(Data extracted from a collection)
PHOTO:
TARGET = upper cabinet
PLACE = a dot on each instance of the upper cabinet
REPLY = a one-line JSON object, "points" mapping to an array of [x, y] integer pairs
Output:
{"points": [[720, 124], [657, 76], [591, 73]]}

---

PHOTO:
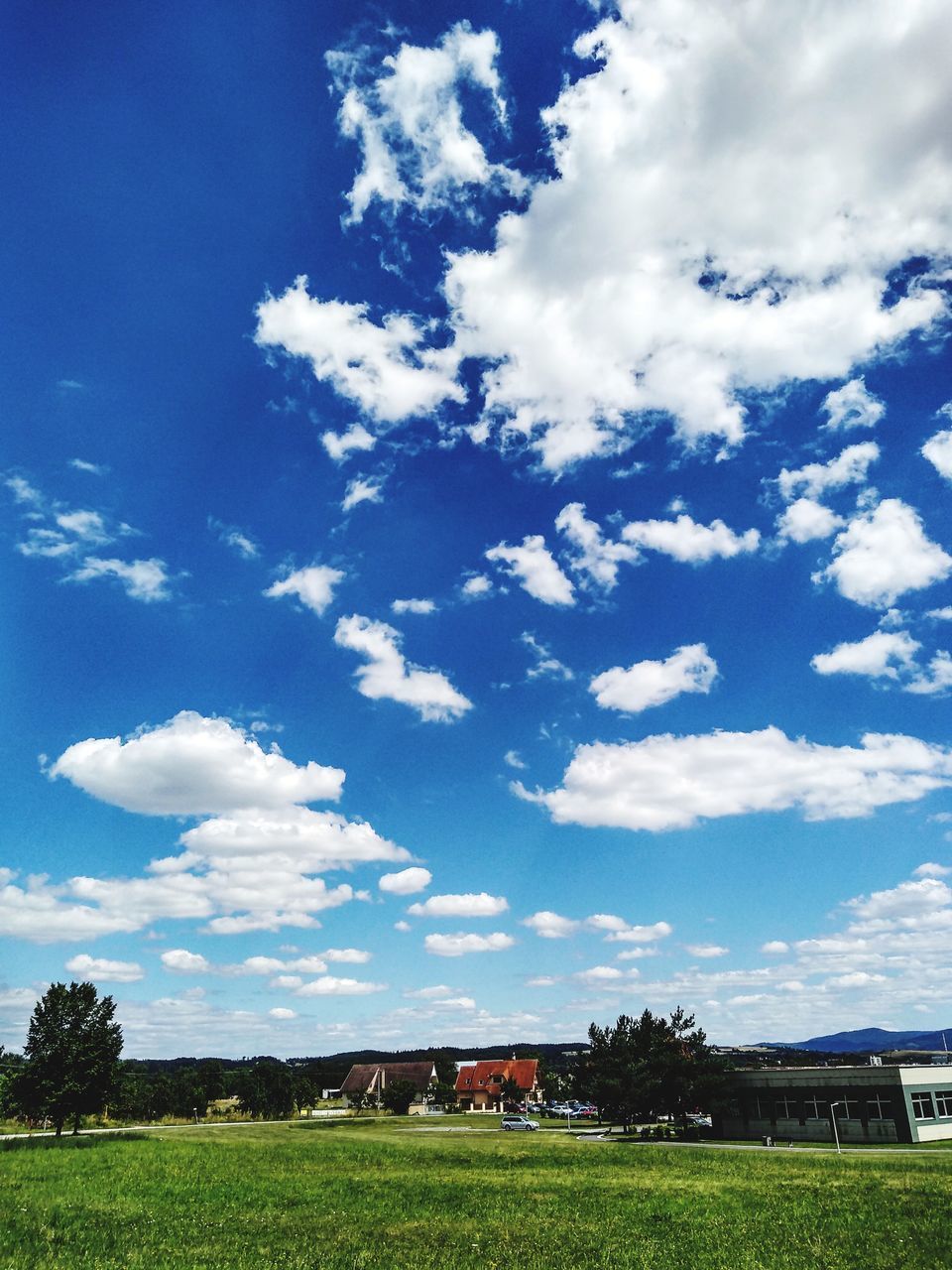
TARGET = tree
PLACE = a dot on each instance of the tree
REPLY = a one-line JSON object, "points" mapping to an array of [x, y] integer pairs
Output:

==

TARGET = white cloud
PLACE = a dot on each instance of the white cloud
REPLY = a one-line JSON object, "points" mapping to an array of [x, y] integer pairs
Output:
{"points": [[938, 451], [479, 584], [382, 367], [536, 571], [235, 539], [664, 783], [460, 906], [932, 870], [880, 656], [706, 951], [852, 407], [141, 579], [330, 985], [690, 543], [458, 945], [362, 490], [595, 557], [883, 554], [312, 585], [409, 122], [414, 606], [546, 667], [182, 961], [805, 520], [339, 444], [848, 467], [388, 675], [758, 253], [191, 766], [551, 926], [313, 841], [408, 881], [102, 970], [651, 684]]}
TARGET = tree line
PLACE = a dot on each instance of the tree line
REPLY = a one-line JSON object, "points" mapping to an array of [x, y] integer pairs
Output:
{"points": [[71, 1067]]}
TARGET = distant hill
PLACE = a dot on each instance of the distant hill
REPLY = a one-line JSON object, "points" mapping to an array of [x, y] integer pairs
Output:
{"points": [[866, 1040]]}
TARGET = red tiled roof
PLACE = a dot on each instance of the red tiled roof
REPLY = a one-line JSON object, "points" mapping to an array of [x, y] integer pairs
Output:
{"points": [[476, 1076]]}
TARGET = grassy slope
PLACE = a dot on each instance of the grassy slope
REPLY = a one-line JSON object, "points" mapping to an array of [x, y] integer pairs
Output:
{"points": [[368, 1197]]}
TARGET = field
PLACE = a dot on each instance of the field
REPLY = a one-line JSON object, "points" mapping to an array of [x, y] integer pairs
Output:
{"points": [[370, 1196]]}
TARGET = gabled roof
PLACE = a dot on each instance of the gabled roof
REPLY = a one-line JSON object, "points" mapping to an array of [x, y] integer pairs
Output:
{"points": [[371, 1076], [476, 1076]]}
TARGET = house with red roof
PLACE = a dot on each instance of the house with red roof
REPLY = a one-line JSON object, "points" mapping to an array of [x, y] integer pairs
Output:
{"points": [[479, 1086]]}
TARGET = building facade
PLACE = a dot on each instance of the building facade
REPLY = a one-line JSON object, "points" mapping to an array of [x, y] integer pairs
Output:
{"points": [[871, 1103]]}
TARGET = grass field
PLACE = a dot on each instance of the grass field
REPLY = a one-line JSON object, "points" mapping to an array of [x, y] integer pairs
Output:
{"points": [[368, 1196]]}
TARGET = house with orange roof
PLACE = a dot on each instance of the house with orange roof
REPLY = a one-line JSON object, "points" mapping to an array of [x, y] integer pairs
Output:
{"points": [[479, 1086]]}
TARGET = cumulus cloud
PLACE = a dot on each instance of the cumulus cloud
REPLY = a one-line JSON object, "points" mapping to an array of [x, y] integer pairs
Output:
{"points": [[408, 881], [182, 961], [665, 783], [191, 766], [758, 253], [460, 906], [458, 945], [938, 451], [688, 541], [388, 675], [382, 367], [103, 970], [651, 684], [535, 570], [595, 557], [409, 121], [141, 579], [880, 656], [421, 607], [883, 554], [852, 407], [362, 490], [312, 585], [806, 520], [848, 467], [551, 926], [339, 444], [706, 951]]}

→ EXERCISE DESCRIPTION
What lines above hold the word "roof"? Pull each one out.

→ SOLUTION FOR THIS TASK
TARGET = red tiled roof
PLACE = a dot on each instance of the red tiled roof
TARGET = gabled roof
PLACE = a dot on each instance of the gabled roof
TARGET = house with red roof
PLACE = a dot on each instance of the house with red roof
TARGET = house with orange roof
PLACE = a dot on each instance of the house with orange roof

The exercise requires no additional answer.